● **Exercise prompt**: For the word "glass", search the records and show each line in which it occurs.

● **Records supplied**:
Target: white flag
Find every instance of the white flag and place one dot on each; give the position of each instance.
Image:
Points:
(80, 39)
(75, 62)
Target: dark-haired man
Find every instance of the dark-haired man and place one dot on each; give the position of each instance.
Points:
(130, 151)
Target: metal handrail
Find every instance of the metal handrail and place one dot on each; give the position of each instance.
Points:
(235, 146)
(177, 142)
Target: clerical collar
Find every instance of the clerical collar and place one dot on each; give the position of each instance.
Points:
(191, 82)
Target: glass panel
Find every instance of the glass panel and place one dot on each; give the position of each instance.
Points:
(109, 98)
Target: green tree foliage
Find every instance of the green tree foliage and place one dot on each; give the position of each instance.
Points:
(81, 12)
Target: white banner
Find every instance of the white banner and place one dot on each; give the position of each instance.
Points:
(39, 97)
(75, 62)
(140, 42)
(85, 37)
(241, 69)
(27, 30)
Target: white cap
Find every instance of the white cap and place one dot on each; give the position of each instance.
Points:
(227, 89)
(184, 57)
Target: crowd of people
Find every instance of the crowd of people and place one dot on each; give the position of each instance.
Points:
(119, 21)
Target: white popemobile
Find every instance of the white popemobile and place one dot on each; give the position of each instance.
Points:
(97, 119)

● **Result for this exercise**:
Target: glass panel
Find every instance of the glass panel and place one dot on each; give the position of each instance.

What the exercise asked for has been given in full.